*DATA FOR THIS TASK*.
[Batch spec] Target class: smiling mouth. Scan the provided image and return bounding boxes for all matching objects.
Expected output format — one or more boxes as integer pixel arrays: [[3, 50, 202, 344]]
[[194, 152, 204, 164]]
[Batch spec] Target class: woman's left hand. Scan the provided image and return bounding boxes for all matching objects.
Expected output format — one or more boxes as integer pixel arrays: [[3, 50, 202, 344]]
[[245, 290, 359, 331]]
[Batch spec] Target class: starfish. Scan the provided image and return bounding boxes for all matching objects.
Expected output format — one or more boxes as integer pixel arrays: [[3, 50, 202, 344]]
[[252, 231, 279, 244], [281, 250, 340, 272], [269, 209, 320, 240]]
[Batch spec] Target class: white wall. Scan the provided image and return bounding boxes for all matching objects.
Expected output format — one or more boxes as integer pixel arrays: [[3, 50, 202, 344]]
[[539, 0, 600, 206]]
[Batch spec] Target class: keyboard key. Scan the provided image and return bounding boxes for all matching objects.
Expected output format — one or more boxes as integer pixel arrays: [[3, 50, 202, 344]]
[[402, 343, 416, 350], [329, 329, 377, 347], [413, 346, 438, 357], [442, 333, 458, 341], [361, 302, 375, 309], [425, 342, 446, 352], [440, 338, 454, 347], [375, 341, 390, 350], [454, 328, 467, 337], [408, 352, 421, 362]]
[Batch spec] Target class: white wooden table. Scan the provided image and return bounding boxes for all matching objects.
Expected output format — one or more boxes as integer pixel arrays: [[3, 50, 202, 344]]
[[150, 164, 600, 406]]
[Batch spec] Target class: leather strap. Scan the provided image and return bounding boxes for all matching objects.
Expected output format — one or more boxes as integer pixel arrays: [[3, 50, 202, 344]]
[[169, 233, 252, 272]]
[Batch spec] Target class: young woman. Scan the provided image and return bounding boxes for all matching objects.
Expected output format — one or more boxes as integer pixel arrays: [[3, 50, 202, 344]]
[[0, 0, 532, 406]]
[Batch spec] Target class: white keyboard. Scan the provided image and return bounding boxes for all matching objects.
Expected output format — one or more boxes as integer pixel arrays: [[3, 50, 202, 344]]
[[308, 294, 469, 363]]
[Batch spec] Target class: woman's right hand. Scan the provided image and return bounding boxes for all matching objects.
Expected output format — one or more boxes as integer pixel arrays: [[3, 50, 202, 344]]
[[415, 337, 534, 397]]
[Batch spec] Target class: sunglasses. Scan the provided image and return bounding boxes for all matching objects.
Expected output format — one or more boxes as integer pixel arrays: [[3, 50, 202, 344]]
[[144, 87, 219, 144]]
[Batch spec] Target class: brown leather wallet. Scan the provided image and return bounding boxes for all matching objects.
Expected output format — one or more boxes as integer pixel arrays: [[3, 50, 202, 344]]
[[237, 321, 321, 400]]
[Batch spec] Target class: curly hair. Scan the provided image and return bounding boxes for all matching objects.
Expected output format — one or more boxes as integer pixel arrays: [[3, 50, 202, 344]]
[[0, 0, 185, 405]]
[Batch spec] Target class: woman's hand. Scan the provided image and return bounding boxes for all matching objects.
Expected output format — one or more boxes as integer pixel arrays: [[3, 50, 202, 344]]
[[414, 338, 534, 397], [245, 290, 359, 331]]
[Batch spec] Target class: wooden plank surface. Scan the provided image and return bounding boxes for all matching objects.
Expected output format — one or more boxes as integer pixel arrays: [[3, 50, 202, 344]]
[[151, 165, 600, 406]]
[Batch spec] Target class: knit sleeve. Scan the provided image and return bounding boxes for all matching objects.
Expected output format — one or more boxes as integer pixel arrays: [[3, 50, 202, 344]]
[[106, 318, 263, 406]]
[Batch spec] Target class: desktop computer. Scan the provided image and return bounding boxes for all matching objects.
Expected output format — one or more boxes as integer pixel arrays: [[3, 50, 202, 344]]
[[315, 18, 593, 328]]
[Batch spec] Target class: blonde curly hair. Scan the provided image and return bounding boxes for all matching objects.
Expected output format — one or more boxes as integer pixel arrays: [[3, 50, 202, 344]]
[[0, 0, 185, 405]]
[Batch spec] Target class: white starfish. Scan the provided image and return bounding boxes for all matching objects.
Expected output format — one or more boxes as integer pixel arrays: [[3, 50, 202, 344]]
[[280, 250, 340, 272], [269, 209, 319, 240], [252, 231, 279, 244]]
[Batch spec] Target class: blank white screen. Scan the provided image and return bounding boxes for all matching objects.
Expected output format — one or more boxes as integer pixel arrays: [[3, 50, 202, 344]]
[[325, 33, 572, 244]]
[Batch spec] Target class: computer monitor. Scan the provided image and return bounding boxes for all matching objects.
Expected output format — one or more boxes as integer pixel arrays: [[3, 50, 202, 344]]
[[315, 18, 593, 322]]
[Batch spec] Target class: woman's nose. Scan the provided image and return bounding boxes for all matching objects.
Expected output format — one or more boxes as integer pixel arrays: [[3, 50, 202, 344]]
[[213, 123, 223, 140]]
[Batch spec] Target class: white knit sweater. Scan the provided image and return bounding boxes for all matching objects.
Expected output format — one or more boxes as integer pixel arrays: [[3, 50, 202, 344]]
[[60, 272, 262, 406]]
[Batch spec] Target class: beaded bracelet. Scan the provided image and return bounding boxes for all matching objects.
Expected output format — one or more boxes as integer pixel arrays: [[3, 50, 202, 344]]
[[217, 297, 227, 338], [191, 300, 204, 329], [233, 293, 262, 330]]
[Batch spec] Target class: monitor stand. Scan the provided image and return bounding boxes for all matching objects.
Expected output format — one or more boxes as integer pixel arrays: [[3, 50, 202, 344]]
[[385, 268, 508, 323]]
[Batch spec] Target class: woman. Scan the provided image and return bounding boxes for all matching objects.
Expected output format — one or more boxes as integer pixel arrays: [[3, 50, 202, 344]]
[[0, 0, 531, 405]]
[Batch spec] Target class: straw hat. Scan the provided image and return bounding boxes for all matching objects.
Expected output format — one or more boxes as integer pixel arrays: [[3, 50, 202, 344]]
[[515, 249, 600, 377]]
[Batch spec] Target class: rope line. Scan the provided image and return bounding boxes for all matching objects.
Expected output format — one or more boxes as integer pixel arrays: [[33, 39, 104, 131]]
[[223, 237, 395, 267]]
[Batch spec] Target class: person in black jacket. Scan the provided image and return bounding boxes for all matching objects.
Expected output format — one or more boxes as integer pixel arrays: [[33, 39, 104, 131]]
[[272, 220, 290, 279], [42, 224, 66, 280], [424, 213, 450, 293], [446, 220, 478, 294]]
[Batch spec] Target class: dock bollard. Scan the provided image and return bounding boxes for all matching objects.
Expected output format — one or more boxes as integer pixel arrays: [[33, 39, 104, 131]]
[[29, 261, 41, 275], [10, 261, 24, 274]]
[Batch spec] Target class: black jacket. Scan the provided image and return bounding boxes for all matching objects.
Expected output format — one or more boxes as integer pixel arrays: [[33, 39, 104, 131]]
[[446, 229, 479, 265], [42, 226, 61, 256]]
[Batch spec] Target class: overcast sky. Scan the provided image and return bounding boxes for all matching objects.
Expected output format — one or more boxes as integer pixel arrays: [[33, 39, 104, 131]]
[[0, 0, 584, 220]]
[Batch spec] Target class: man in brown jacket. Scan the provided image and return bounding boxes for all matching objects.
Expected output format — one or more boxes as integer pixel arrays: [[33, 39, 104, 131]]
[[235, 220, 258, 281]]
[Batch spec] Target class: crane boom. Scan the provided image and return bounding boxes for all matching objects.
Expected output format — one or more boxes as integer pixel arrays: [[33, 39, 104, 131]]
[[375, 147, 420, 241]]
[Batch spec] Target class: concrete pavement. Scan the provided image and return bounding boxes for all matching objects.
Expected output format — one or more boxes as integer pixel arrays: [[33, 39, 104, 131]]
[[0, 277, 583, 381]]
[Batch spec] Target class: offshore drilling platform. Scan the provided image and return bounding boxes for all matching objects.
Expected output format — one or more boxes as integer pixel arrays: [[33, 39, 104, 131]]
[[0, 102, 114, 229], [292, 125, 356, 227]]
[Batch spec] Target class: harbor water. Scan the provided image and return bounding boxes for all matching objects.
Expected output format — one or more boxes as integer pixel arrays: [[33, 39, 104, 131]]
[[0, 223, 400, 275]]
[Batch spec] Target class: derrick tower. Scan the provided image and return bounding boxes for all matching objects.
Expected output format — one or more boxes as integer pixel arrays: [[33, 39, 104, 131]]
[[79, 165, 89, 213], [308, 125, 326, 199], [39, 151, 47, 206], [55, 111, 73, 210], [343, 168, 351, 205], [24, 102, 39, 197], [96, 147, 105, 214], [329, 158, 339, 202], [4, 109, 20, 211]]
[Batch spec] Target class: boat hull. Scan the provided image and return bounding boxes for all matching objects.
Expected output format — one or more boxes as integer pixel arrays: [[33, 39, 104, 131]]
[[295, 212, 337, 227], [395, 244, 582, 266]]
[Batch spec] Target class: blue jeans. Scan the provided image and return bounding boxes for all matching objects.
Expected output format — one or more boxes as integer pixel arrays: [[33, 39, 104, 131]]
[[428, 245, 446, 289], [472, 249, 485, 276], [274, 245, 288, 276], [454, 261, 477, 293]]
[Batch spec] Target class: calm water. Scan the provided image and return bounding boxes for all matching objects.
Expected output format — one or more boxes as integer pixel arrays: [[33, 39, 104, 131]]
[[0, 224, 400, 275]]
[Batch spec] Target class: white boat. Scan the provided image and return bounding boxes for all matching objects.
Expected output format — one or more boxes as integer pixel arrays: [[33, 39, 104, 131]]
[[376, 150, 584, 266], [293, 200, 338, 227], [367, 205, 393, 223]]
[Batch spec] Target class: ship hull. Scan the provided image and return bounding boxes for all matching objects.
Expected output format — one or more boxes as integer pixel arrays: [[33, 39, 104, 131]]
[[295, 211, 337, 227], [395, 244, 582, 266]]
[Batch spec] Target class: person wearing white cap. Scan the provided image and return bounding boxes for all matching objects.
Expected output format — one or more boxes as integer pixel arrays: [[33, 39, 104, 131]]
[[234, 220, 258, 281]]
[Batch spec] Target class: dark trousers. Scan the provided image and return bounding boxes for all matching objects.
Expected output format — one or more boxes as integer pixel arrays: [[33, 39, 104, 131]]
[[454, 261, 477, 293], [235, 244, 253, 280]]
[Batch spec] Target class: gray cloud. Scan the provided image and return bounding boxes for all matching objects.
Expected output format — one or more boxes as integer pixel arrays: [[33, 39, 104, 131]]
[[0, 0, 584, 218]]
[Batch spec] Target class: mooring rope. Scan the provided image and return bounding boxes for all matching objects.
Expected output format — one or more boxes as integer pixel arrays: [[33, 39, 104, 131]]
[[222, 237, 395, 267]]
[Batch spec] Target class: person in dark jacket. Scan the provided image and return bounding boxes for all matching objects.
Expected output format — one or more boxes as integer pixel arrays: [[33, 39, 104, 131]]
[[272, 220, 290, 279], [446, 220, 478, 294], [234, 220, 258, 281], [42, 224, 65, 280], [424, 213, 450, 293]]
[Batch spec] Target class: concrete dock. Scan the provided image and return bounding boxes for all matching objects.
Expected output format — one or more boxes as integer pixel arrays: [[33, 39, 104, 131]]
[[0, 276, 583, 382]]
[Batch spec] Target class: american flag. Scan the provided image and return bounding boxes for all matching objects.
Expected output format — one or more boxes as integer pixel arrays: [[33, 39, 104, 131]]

*YOUR OBJECTIVE*. Copy out the material from its first line through the line containing "[[194, 152, 204, 164]]", both included, keeping the requests as they are and adding 78 to every bounding box coordinate in the answers.

*THE COMPLETED TASK*.
[Batch spec] Target class: smiling mouth. Scan the provided image and return bounding boxes for all matching objects.
Expected output format — one or more boxes as integer pixel arrays: [[3, 50, 202, 344]]
[[272, 230, 282, 242]]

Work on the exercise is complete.